*About this exercise*:
When a line in the records contains the string "pipe", copy that line.

[Data records]
----
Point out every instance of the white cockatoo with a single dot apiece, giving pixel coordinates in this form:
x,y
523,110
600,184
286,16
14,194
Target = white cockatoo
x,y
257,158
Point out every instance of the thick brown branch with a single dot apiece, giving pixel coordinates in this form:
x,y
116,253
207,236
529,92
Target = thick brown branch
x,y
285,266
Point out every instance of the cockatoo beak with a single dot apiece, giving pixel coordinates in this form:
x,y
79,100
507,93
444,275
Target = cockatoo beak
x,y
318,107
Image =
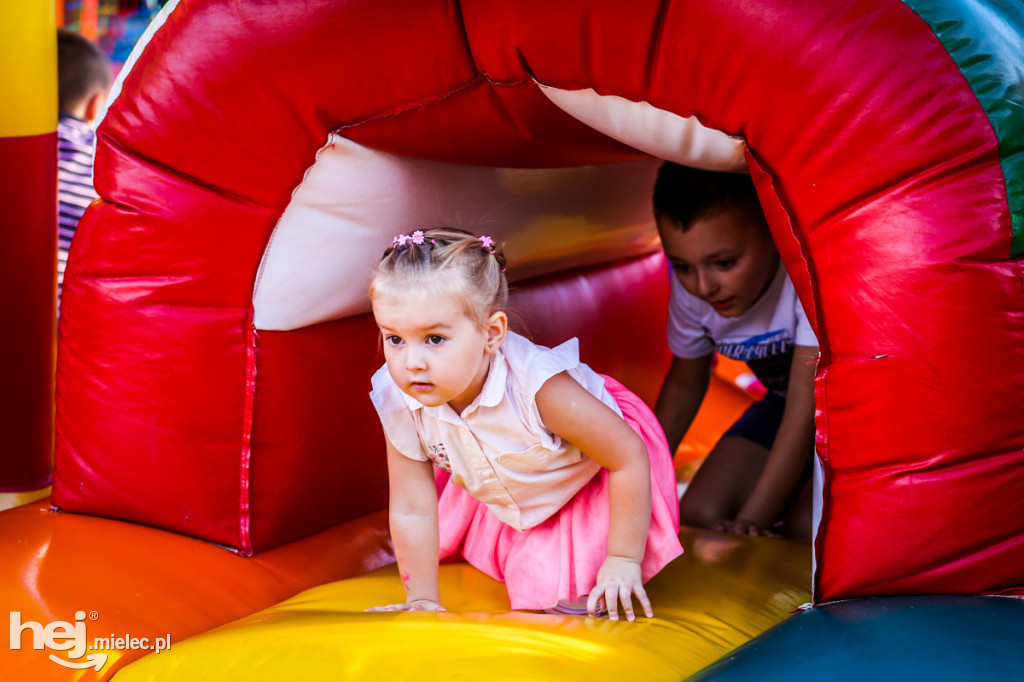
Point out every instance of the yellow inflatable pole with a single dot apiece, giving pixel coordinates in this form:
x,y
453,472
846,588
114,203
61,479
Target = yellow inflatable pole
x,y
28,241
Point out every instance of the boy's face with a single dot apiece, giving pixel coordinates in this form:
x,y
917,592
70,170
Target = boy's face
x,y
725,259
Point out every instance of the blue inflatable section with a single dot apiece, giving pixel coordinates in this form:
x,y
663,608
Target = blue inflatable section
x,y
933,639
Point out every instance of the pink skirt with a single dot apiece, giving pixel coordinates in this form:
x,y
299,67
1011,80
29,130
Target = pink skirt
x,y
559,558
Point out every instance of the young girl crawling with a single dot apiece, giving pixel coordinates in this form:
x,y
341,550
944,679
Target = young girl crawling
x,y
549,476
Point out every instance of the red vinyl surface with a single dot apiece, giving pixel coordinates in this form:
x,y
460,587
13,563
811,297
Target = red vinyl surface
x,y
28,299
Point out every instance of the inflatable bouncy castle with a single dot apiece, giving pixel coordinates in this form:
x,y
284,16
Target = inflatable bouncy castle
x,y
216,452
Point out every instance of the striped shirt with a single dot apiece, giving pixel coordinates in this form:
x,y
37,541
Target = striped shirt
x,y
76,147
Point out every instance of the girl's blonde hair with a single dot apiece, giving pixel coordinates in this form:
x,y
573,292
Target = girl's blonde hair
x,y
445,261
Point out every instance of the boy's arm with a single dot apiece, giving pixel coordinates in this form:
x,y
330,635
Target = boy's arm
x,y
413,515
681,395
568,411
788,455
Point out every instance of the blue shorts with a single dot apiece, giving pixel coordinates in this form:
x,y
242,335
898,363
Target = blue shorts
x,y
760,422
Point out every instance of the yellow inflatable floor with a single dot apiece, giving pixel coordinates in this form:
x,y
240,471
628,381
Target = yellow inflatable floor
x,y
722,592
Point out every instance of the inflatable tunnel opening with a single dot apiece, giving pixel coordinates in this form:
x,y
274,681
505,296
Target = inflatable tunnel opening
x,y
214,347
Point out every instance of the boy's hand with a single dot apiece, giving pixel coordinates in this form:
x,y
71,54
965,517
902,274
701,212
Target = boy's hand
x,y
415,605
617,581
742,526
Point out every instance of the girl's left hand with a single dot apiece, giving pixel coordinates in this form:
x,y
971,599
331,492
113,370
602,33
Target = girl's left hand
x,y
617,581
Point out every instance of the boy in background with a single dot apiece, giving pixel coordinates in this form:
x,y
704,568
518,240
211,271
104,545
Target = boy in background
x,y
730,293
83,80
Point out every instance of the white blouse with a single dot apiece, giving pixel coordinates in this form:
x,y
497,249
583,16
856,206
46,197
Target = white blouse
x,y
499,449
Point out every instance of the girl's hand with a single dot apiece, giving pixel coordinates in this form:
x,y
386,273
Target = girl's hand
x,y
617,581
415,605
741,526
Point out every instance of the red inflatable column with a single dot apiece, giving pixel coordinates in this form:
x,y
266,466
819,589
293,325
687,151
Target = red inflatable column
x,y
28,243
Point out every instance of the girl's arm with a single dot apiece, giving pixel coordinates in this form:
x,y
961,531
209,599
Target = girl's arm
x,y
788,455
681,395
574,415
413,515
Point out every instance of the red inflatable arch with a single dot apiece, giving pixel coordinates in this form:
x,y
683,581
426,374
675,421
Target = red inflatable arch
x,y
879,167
----
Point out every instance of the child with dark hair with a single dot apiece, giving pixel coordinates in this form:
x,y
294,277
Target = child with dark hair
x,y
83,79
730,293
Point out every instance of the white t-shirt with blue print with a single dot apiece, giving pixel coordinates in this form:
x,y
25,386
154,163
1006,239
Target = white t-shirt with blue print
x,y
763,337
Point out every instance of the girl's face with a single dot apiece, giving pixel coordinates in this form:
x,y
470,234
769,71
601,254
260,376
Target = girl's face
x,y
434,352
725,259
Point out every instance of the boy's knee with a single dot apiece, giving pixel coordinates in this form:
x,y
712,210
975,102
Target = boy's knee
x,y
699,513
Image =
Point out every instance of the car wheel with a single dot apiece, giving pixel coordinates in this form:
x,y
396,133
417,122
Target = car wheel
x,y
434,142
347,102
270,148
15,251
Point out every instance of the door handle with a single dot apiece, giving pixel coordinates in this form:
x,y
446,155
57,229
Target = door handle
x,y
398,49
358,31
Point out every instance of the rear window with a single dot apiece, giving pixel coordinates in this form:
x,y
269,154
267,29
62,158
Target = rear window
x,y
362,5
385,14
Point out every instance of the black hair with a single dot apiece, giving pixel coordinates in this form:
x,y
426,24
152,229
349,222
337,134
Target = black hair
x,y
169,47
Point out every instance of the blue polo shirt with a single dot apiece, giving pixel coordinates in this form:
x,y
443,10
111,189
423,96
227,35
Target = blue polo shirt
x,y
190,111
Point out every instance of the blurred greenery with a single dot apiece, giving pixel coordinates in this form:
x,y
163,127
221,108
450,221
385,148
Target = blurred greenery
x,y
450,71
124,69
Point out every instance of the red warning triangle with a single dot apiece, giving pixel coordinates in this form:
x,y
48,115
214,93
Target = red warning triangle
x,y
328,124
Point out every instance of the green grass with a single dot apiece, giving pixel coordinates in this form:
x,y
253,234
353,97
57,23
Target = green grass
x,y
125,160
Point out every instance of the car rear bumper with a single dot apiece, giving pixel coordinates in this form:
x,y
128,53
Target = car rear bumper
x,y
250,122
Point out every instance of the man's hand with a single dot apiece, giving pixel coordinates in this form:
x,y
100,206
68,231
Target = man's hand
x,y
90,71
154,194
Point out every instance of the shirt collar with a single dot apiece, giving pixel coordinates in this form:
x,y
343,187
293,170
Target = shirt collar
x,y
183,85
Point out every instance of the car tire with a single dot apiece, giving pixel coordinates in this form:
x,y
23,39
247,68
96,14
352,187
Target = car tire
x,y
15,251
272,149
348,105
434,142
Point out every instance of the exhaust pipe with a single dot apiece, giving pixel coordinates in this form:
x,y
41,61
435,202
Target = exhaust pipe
----
*Answer to the problem*:
Point out every instance of the exhaust pipe with a single dot apiece, giving pixel coordinates in this form:
Target = exhaust pipe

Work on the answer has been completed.